» EXCERPTED TEXT
►
Diary of a Teenage Girl is hardly up to the exalted standards of Mike Nichols' sublime 1967 coming-of-age classic The Graduate. But with its cute asides where Minnie goes tripping down the block in visual tandem with her animated twin, the film gives tacit permission to an online generation of girls eager to trade chat rooms for the adventures and perils of the streets.

Ironically, like The Graduate, Diary contains its own sly inside-production joke. In 1967, Dustin Hoffman, then just past 30, was set to sign with comedy writer/aspiring filmmaker Mel Brooks for his big-screen debut. Instead, Hoffman got the career-making call to impersonate the hero of Charles Webb's cult novel hit, the 21-year-old suburban-LA-residing Benjamin Braddock. At that moment in America's ongoing sexual revolution, the summer affair between Benjamin and his dad's partner's wife Mrs. Robinson (a luminous Anne Bancroft, the real-life wife of Mel Brooks) was thought to be edgy, provocative. In reality, the then-38-year-old Bancroft was only a life cycle older than Hoffman, cast against type. But at the time, the efforts by Bancroft's Mrs. Robinson to seduce Benjamin and thus block the boy from dating her own college-age daughter Elaine (Katharine Ross) were still quite shocking in many parts of America. It was a bond that would provide Mike Nichols with a Best Director Oscar.

Diary of a Teenage Girl's "Mrs. Robinson" moment is still capable of rocking the boat in an America with AIDS. Here, the mom Charlotte (Kristin Wiig) is having her own affair, post-Minnie's-dad, with 30-something Monroe Rutherford (a very cute Alexander Skarsgard). Feeling her oats, she gives Minnie full permission to go after those silly little bellbottom-jeans-wearing boys at her high school.

Charlotte: "I don't want to brag, but I was quite a piece when I was your age. What's wrong with you? I thought you'd be more into boys. You have that kind of power, you know. You just don't know it yet."

Diary of a Teenage Girl is not a great film, but possibly it is a mores-setting summer tent-pole for its time, with the British actress Bel Powley, already in her 20s, giving her Minnie the same delicious ride that Dustin Hoffman pulled off with his Benjamin Braddock. Not to spoil everything for you, but Diary of a Teenage Girl does have its own great plot-hook for LGBTQ moviegoers.
◄
» Dataset listing of object locations
►
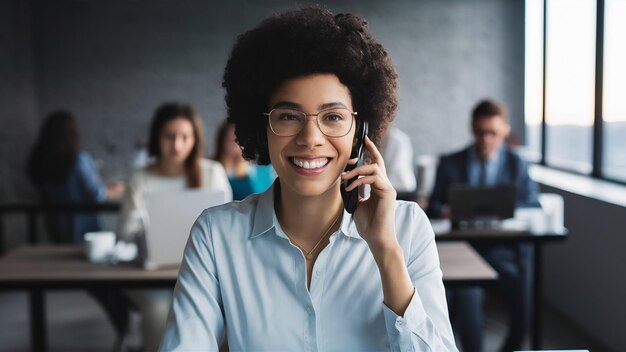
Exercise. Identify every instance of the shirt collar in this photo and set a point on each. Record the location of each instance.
(265, 217)
(492, 159)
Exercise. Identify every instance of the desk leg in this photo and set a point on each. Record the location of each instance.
(537, 298)
(38, 320)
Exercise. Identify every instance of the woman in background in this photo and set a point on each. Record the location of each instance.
(245, 177)
(176, 143)
(65, 174)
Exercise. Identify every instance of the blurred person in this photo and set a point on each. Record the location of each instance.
(176, 145)
(65, 174)
(488, 162)
(245, 177)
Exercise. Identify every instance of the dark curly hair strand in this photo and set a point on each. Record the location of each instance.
(298, 43)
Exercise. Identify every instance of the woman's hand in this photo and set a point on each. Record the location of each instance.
(375, 216)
◄
» TASK OBJECTIVE
Copy the film review word for word, starting at "Diary of a Teenage Girl is hardly" and ending at "of the streets.".

» TASK SOLUTION
Diary of a Teenage Girl is hardly up to the exalted standards of Mike Nichols' sublime 1967 coming-of-age classic The Graduate. But with its cute asides where Minnie goes tripping down the block in visual tandem with her animated twin, the film gives tacit permission to an online generation of girls eager to trade chat rooms for the adventures and perils of the streets.